WHAT YOU WILL DO
Output the listing in full. Every line stays exactly as it is.
********
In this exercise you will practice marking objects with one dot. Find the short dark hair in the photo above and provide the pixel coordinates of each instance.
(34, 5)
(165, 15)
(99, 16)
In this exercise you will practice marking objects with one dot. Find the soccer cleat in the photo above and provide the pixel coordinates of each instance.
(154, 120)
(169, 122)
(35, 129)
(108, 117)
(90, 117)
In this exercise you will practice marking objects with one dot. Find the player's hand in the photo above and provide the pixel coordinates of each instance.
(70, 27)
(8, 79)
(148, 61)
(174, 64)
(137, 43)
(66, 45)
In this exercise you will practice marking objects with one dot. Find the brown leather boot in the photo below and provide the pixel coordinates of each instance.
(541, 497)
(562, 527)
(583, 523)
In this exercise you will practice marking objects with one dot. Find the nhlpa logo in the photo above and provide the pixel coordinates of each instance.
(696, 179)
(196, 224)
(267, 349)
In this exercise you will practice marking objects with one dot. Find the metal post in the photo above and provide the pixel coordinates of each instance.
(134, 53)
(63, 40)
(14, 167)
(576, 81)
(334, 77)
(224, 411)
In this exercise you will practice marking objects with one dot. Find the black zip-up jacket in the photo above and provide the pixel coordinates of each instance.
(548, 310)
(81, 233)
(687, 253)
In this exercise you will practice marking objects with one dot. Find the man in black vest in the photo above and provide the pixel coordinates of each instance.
********
SOLUTION TO THIS EXERCISE
In this exercise you will practice marking objects with one dot. Find the short dark hair in the photo above and provide the pixel coordinates of each instance.
(34, 5)
(165, 15)
(99, 16)
In this exercise you will practice marking objects with one dot. Find the soccer cleat in the photo above and provide the pixel coordinates of each instance.
(154, 120)
(169, 122)
(35, 129)
(108, 117)
(90, 117)
In this exercise you will practice marking objects with one dot. Find the player's hand in the photo above and provide the pixel coordinates of each instance.
(70, 27)
(8, 79)
(148, 61)
(174, 64)
(137, 43)
(66, 45)
In this exercise you will practice marking objects with one dot. Find the brown leather boot in the photo below and provide the pixel coordinates of each instance.
(541, 497)
(562, 527)
(583, 523)
In this exercise you will practice marking objects with one dot. Find the nhlpa logo in the photo above and provide the pixel coordinates of each instance.
(696, 179)
(196, 224)
(267, 349)
In this exercise you will practice marking objects with one dot. Find the metal post in the photo above and provide the pixel coordinates of each instance.
(134, 53)
(63, 40)
(14, 167)
(576, 81)
(334, 77)
(224, 411)
In this exercise you will practice marking objects with one dot. Find the black zip-up jacket in the photo above and provide the pixel coordinates of each instance.
(548, 310)
(81, 233)
(687, 253)
In this exercise you will practice marking objects with one dot. Find the man in black vest in the photo above and provide the pixel coordinates of each instance.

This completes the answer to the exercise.